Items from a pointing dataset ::
[start]
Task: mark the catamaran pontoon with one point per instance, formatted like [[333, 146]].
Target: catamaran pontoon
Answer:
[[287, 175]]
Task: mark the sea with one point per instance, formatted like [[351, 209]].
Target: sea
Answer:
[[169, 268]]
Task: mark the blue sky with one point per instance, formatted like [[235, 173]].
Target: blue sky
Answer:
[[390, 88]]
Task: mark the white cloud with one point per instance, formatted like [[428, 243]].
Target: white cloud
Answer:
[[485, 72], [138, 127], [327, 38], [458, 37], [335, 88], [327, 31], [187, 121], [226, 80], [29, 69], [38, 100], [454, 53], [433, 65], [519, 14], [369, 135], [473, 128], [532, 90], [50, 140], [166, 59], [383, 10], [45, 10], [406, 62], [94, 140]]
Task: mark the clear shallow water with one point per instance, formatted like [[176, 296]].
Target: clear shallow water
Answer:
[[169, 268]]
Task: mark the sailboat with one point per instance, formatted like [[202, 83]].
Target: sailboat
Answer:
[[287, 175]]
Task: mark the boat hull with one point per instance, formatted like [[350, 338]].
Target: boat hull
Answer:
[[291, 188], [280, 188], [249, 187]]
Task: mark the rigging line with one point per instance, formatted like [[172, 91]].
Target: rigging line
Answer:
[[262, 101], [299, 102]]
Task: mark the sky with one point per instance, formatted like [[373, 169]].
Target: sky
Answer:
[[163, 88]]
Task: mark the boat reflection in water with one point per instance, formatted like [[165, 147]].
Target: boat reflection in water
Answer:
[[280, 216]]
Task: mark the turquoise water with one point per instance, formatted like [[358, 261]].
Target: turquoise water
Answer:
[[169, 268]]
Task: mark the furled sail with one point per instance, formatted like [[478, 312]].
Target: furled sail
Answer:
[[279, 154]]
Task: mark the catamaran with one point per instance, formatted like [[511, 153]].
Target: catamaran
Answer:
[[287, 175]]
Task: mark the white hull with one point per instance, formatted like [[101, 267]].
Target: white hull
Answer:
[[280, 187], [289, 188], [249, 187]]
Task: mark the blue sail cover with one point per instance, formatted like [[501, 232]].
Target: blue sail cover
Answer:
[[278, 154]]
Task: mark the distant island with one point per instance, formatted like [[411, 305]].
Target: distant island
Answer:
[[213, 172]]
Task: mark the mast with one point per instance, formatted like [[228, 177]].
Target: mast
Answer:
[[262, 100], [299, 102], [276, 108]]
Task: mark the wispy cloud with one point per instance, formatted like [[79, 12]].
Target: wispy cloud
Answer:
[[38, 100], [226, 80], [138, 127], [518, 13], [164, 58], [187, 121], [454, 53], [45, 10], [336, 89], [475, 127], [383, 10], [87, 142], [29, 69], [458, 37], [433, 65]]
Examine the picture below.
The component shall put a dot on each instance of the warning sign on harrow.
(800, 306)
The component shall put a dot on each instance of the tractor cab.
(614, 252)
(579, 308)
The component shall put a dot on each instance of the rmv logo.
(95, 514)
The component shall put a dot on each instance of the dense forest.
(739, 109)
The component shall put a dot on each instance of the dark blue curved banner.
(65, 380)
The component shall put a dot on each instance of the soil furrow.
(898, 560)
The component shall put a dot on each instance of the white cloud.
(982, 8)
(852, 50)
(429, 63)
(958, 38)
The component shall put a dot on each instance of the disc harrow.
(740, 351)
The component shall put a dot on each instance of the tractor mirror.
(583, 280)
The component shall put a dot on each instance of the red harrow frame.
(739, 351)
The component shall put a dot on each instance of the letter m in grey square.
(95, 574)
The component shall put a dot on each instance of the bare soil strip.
[end]
Work instructions ::
Reproduce the items above, from the first item up to and including the line with "[[390, 88]]", with their requests. Scale every coordinate in the answers by 1.5 and round to whole numbers with halves going up, but leave the numbers in the requests and their format samples unchanged.

Solution for this task ::
Task: mark the catamaran pontoon with one point per instance, formatted like [[333, 146]].
Target: catamaran pontoon
Answer:
[[431, 263]]
Task: mark the sea with one point per instance, formatted like [[351, 209]].
Target: sea
Answer:
[[254, 402]]
Task: mark the blue sky with one point per instance, formatted like [[235, 173]].
Target: blue sky
Answer:
[[585, 132]]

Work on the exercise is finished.